▶ PROBLEM TO WORK ON
Everything in the records below is to be reproduced exactly, apart from the images.

▶ DATA SECTION

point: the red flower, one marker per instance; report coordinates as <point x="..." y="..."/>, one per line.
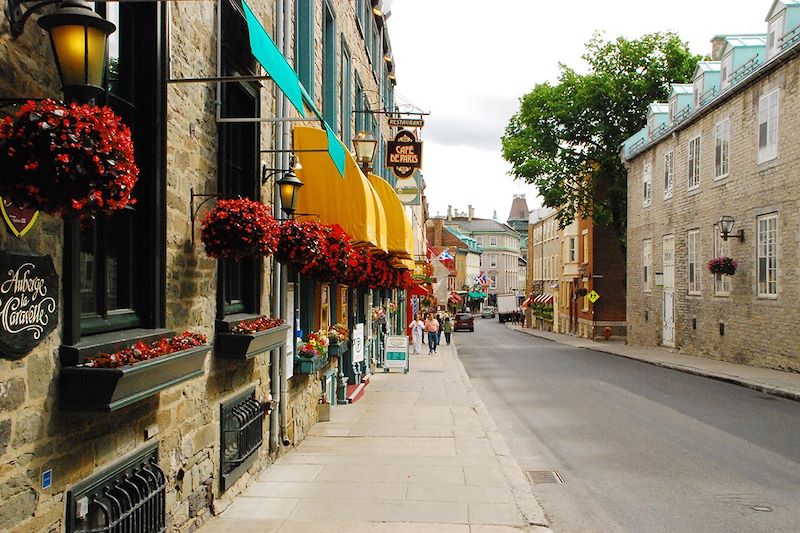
<point x="78" y="158"/>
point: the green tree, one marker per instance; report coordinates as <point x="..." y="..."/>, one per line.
<point x="566" y="137"/>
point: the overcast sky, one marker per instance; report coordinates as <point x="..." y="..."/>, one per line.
<point x="469" y="61"/>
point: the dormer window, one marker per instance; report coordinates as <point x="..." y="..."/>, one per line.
<point x="774" y="34"/>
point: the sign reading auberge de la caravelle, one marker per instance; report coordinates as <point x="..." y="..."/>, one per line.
<point x="404" y="154"/>
<point x="28" y="302"/>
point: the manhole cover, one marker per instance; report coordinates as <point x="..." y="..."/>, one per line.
<point x="544" y="476"/>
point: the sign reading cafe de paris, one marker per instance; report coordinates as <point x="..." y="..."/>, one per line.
<point x="28" y="302"/>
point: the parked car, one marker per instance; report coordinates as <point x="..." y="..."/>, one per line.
<point x="464" y="322"/>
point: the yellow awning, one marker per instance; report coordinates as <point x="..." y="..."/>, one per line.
<point x="348" y="200"/>
<point x="400" y="239"/>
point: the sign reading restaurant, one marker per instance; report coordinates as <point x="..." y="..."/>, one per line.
<point x="404" y="154"/>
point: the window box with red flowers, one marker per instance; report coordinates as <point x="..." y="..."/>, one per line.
<point x="248" y="338"/>
<point x="66" y="160"/>
<point x="110" y="380"/>
<point x="238" y="228"/>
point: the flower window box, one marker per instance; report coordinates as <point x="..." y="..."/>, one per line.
<point x="92" y="388"/>
<point x="245" y="344"/>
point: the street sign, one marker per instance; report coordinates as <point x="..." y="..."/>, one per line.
<point x="406" y="122"/>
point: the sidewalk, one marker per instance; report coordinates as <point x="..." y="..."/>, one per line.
<point x="418" y="452"/>
<point x="775" y="382"/>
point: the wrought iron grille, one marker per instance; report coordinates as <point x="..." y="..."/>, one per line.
<point x="242" y="425"/>
<point x="128" y="496"/>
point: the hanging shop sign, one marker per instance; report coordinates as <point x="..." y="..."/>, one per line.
<point x="404" y="154"/>
<point x="406" y="122"/>
<point x="28" y="302"/>
<point x="19" y="220"/>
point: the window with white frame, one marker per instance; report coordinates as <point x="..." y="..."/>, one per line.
<point x="647" y="265"/>
<point x="669" y="173"/>
<point x="693" y="165"/>
<point x="693" y="265"/>
<point x="722" y="148"/>
<point x="767" y="250"/>
<point x="768" y="126"/>
<point x="722" y="284"/>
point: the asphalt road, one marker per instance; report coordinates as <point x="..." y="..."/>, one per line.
<point x="640" y="448"/>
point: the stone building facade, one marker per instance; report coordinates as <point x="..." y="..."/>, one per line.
<point x="47" y="449"/>
<point x="731" y="155"/>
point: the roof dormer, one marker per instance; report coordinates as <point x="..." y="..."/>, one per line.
<point x="657" y="119"/>
<point x="783" y="26"/>
<point x="681" y="102"/>
<point x="706" y="82"/>
<point x="741" y="55"/>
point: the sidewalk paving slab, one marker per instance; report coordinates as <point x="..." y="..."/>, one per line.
<point x="769" y="381"/>
<point x="419" y="452"/>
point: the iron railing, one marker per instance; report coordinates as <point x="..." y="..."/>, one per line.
<point x="242" y="425"/>
<point x="127" y="497"/>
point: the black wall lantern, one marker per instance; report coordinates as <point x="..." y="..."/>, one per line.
<point x="78" y="37"/>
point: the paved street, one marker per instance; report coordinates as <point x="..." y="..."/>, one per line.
<point x="639" y="447"/>
<point x="417" y="453"/>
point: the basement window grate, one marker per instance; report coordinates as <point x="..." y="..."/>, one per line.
<point x="538" y="477"/>
<point x="242" y="425"/>
<point x="128" y="496"/>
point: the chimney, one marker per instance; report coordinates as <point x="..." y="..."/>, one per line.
<point x="717" y="43"/>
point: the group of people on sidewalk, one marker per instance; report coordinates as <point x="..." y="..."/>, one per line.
<point x="433" y="327"/>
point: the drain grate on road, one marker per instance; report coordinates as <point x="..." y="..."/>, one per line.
<point x="538" y="477"/>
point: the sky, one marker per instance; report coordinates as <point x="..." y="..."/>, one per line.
<point x="468" y="62"/>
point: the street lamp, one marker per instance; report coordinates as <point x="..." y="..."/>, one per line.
<point x="365" y="144"/>
<point x="78" y="37"/>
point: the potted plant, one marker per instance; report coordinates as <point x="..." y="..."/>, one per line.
<point x="338" y="336"/>
<point x="248" y="338"/>
<point x="239" y="228"/>
<point x="110" y="381"/>
<point x="66" y="159"/>
<point x="725" y="266"/>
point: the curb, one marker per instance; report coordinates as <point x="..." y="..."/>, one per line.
<point x="727" y="378"/>
<point x="530" y="508"/>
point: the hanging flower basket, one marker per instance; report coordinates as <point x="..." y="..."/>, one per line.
<point x="725" y="266"/>
<point x="66" y="159"/>
<point x="239" y="228"/>
<point x="300" y="243"/>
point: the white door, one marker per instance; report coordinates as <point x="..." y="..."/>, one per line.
<point x="668" y="334"/>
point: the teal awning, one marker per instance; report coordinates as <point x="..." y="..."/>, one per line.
<point x="270" y="57"/>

▶ RESPONSE TO THE EXERCISE
point: the red flower, one marker per instance; report coordinates as <point x="..." y="..."/>, one per line.
<point x="78" y="158"/>
point: the green tree, one marker per instance; report coordinates as <point x="..." y="..."/>, one per line.
<point x="566" y="137"/>
point: the overcast sky, one marker per instance; report coordinates as <point x="..." y="..."/>, one per line.
<point x="469" y="61"/>
point: the dormer window, one marker per instance; report coordinates as <point x="..." y="..."/>, one per line.
<point x="774" y="34"/>
point: the sign reading auberge de la caravelle, one marker per instance; report coordinates as <point x="..." y="..."/>, one per line.
<point x="404" y="154"/>
<point x="28" y="302"/>
point: the manhole cover, one marker per instance; report coordinates as <point x="..." y="..."/>, one per line.
<point x="544" y="476"/>
point: the sign reading cafe de paris, one marker per instance; report coordinates as <point x="..." y="..."/>, one per line.
<point x="28" y="302"/>
point: the parked car, one marker per instance; report coordinates as <point x="..." y="..."/>, one per line.
<point x="464" y="322"/>
point: the yellow awning, one marker per instance; report coordinates as <point x="..." y="..."/>, one per line.
<point x="348" y="200"/>
<point x="400" y="239"/>
point: the sign reading restaurant, one marker per instance; report coordinates as <point x="..." y="..."/>, one per line.
<point x="404" y="154"/>
point: the window box with red flowers, one marker per instance; report coordinates as <point x="..." y="..."/>, one per line.
<point x="248" y="338"/>
<point x="66" y="160"/>
<point x="110" y="380"/>
<point x="238" y="228"/>
point: the flower window box, one marker per instance; report coordinates as <point x="..." y="..."/>, one per line.
<point x="92" y="388"/>
<point x="245" y="344"/>
point: the street sign, one marker per instance; report coordinates as <point x="..." y="..."/>, one per line.
<point x="406" y="122"/>
point: the sidewalk, one marker per instance; report coordinates as <point x="..." y="..."/>, one per line.
<point x="418" y="452"/>
<point x="775" y="382"/>
point: the wrought iron grille, one marker per instance; report coordinates as <point x="..." y="..."/>, one per line.
<point x="242" y="425"/>
<point x="128" y="496"/>
point: the hanging shop sign, one marker per instance; report coordinates as <point x="..." y="..."/>, one per line.
<point x="404" y="154"/>
<point x="406" y="122"/>
<point x="28" y="302"/>
<point x="19" y="220"/>
point: the window with white frame, one marker per instance; report coordinates as <point x="..." y="..."/>, one per line.
<point x="647" y="265"/>
<point x="669" y="173"/>
<point x="693" y="165"/>
<point x="693" y="265"/>
<point x="722" y="148"/>
<point x="767" y="250"/>
<point x="768" y="126"/>
<point x="722" y="284"/>
point: the asphalt road, one marker per instance; report coordinates as <point x="..." y="..."/>, one per line.
<point x="640" y="448"/>
point: the stone building facade, one marker per instance; report coordinates as <point x="..." y="..."/>, one per line.
<point x="47" y="449"/>
<point x="731" y="155"/>
point: the roof dormer, one marker per instance; report coordinates as <point x="..." y="..."/>, one per line.
<point x="657" y="119"/>
<point x="783" y="26"/>
<point x="681" y="102"/>
<point x="706" y="82"/>
<point x="741" y="55"/>
point: the sidewalk paving slab, one marker per instance; report coordinates as <point x="..." y="..."/>, one per line.
<point x="769" y="381"/>
<point x="419" y="452"/>
point: the iron railing, one marker per instance; report coordinates as <point x="..." y="..."/>, one per line.
<point x="242" y="425"/>
<point x="127" y="497"/>
point: the black wall lantern, one marker per instance; report coordinates as <point x="..." y="..."/>, one per line.
<point x="78" y="37"/>
point: the paved street, one marker per instance; report coordinates as <point x="..." y="..."/>, one per line.
<point x="639" y="447"/>
<point x="417" y="453"/>
point: the basement window grate, one marker per instance; report coordinates as <point x="..." y="..."/>, one per line.
<point x="538" y="477"/>
<point x="242" y="425"/>
<point x="128" y="496"/>
point: the chimney, one marker per instance; report coordinates as <point x="..." y="..."/>, one per line.
<point x="717" y="43"/>
point: the group of people on sidewalk, one marker per instance; report coordinates as <point x="..." y="..."/>, one per line.
<point x="433" y="327"/>
point: the drain grate on road, one marker per instance; report coordinates as <point x="..." y="..."/>, one per line.
<point x="538" y="477"/>
point: the sky, one marker per instance; report coordinates as <point x="..." y="..."/>, one per line.
<point x="468" y="62"/>
point: the street lamp, one marker per instance; report coordinates as <point x="..." y="..."/>, one per line.
<point x="365" y="144"/>
<point x="78" y="37"/>
point: the potted plant, one marker per instance; report coordinates as <point x="..." y="..."/>, one per line.
<point x="338" y="336"/>
<point x="248" y="338"/>
<point x="239" y="228"/>
<point x="110" y="381"/>
<point x="66" y="159"/>
<point x="725" y="266"/>
point: the curb, one marker per instance; report coordinates as <point x="..." y="..."/>, one per line.
<point x="727" y="378"/>
<point x="530" y="508"/>
point: the hanging flower basket, one marker per instance; report coordinates as <point x="..." y="..."/>, one per line.
<point x="725" y="266"/>
<point x="66" y="159"/>
<point x="239" y="228"/>
<point x="300" y="243"/>
point: the white door, one marker per instance; report coordinates as <point x="..." y="..."/>, one per line.
<point x="668" y="334"/>
point: the teal awning, one marker per instance; report coordinates as <point x="..." y="..."/>, one per line.
<point x="270" y="57"/>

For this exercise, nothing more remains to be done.